What the exercise asks »
Copy every item below word for word, changing nothing.

=-=-=

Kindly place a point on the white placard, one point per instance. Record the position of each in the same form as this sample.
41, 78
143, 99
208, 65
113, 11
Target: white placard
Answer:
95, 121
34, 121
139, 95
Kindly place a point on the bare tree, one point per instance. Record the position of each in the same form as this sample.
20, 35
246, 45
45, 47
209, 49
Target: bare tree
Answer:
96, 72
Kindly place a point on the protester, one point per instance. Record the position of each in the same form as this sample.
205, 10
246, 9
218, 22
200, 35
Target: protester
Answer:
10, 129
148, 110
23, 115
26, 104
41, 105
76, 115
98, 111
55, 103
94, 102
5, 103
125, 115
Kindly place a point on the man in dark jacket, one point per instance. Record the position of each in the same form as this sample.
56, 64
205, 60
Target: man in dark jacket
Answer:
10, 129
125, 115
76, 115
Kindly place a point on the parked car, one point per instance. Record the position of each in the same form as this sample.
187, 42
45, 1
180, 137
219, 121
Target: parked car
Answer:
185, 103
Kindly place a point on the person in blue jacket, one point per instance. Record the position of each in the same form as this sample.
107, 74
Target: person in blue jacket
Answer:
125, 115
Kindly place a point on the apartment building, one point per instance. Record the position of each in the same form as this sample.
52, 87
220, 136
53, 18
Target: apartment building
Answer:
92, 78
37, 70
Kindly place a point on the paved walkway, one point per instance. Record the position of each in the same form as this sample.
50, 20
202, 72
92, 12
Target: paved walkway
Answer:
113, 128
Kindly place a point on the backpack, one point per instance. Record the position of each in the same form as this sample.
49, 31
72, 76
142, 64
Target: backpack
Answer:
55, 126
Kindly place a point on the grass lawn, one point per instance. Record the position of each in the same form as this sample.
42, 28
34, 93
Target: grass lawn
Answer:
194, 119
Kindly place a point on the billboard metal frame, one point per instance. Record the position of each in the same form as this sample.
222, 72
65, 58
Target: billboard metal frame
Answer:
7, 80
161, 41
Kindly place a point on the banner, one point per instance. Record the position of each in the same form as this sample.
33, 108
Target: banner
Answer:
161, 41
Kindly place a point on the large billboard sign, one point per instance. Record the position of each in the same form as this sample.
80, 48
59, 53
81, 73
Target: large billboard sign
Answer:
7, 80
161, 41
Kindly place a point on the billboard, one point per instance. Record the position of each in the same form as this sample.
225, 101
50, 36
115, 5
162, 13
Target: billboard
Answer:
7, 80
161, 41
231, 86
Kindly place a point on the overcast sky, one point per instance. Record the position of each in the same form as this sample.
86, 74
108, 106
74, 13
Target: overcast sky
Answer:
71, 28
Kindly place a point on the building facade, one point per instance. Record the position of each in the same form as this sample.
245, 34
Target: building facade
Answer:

=-=-=

Output for this task »
Kindly place a point on the white placard, one point per instance. Record the position of each in the same form as this sample.
41, 78
143, 99
208, 65
113, 11
Target: white placard
Answer:
95, 121
34, 121
139, 95
Kindly place a point on the bare tree, one point per instance. Record the position of each in the same form as this sample.
20, 35
246, 45
45, 47
209, 49
Target: bare tree
Answer:
96, 72
Kindly place a point on the protester, one point per instance. Record the position of each in the same form as this sample.
205, 10
246, 9
218, 22
200, 35
Target: protester
Answer:
10, 129
148, 110
23, 115
26, 104
41, 105
76, 115
98, 111
55, 103
94, 102
5, 103
125, 115
Kindly place a point on the man in dark jacket, one point per instance. Record the position of each in the same form as this sample.
56, 64
205, 60
Target: man in dark jacket
Answer:
10, 129
125, 115
76, 115
Kindly place a point on the parked car, one point per instance. Record the position of each in the same form as this sample.
187, 42
45, 1
180, 137
219, 121
Target: parked car
Answer:
185, 103
Kindly place a point on the person in blue jacket, one point per instance. Record the position of each in the same form as this sample.
107, 74
Target: person in blue jacket
Answer:
125, 115
Kindly place a point on the apartment building, one point per instance. Record the position of each in the same form as this sample.
52, 87
220, 136
53, 18
Target: apartment building
Answer:
92, 78
37, 70
Kindly place a point on the paved walkway, one point per instance. Record the position of each in the same form as this sample.
50, 20
202, 72
92, 12
Target: paved walkway
Answer:
113, 128
Kindly place a point on the backpack, one point per instance. Record the position of each in the same form as this sample.
49, 31
72, 76
142, 64
Target: backpack
Answer:
55, 126
Kindly place a point on the grass lawn, one point per instance. Record the position of each in the same form as this sample.
42, 28
34, 93
Target: grass lawn
Answer:
194, 119
Kindly place a point on the billboard metal frame, one point per instance. Record the position of each in the same form as this sample.
222, 72
65, 58
Target: billboard metal frame
Answer:
7, 80
161, 41
Kindly place a point on the banner, one point per instance. Record the position of each in the same form as this sample.
33, 108
Target: banner
Answer:
161, 41
Kindly place a point on the large billboard sign, one point per instance. Record the position of each in the same form as this sample.
80, 48
59, 53
81, 73
Target: large billboard sign
Answer:
7, 80
161, 41
Kindly place a point on the billboard, one point per instance. Record the position of each in the same form as this sample.
225, 101
50, 36
115, 5
162, 13
Target: billboard
Answer:
7, 80
161, 41
231, 86
Kindly place a point on the overcast sky, one point per instance. Record the position of each in the same form as this sample.
86, 74
108, 106
74, 13
Target: overcast sky
Answer:
71, 28
Kindly place a point on the building facade, one point per instance. Record the position of each in the same form as this sample.
245, 34
Target: building facade
Answer:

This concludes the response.